Task requirements: Give back every record exactly.

(Recorded data)
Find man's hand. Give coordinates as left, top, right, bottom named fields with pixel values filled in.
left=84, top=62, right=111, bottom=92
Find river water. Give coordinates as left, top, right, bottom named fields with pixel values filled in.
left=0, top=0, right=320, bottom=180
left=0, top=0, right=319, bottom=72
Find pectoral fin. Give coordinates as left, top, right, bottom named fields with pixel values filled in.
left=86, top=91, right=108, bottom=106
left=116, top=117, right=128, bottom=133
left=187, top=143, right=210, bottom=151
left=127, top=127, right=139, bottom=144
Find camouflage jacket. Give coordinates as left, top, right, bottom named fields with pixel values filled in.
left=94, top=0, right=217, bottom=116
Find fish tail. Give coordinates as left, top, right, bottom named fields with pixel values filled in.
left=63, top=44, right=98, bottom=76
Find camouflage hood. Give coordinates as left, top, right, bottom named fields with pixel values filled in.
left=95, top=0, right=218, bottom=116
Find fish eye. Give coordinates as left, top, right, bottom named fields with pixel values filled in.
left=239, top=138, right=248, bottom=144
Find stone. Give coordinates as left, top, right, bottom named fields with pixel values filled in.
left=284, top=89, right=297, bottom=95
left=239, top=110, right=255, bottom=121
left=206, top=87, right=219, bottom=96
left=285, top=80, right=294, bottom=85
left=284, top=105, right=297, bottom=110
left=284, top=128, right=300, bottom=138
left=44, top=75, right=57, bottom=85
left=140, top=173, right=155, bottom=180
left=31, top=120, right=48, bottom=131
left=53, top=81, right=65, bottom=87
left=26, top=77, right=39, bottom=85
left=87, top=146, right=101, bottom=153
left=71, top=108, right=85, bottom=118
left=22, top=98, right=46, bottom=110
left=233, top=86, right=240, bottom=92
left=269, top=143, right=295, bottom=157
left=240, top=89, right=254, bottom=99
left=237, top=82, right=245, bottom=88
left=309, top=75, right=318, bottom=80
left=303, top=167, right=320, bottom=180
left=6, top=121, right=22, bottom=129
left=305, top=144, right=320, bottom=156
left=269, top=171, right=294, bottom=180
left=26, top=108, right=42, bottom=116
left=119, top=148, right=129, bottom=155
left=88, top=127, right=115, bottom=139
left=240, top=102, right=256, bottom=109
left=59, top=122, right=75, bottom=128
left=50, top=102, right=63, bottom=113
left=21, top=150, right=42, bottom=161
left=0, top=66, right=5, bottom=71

Reply:
Find man's hand. Give coordinates as left, top, right, bottom named fields with pixel values filled in.
left=84, top=62, right=111, bottom=92
Find river water. Give coordinates as left, top, right, bottom named fields with pixel values filled in.
left=0, top=0, right=320, bottom=180
left=0, top=0, right=319, bottom=72
Find pectoral fin. Give coordinates as left, top, right, bottom named fields with pixel values filled in.
left=86, top=91, right=108, bottom=106
left=116, top=117, right=128, bottom=133
left=187, top=143, right=210, bottom=151
left=127, top=127, right=139, bottom=144
Find camouflage jacket. Give coordinates as left, top, right, bottom named fields with pixel values filled in.
left=94, top=0, right=217, bottom=116
Find fish tail. Give coordinates as left, top, right, bottom named fields with pixel values filled in.
left=63, top=44, right=98, bottom=76
Find camouflage hood. Give coordinates as left, top, right, bottom named fields with pixel values filled in.
left=95, top=0, right=218, bottom=116
Find fish eye. Give coordinates as left, top, right, bottom named fields with pixel values filled in.
left=239, top=138, right=248, bottom=144
Find stone. Give coordinates as left, top, right, bottom named fields with pixel values filled in.
left=284, top=89, right=297, bottom=95
left=239, top=110, right=255, bottom=121
left=206, top=87, right=219, bottom=96
left=285, top=80, right=294, bottom=85
left=284, top=105, right=297, bottom=110
left=284, top=128, right=300, bottom=138
left=44, top=75, right=57, bottom=85
left=140, top=173, right=155, bottom=180
left=31, top=120, right=48, bottom=131
left=53, top=81, right=65, bottom=87
left=26, top=77, right=39, bottom=85
left=87, top=146, right=101, bottom=153
left=71, top=108, right=85, bottom=118
left=22, top=98, right=46, bottom=110
left=233, top=86, right=240, bottom=92
left=269, top=143, right=295, bottom=157
left=240, top=89, right=254, bottom=99
left=237, top=82, right=245, bottom=88
left=309, top=75, right=318, bottom=80
left=303, top=167, right=320, bottom=180
left=6, top=121, right=22, bottom=129
left=305, top=144, right=320, bottom=156
left=269, top=171, right=294, bottom=180
left=26, top=108, right=42, bottom=116
left=119, top=148, right=129, bottom=155
left=88, top=127, right=115, bottom=139
left=240, top=102, right=256, bottom=109
left=59, top=122, right=75, bottom=128
left=50, top=102, right=63, bottom=113
left=21, top=150, right=42, bottom=161
left=0, top=66, right=5, bottom=71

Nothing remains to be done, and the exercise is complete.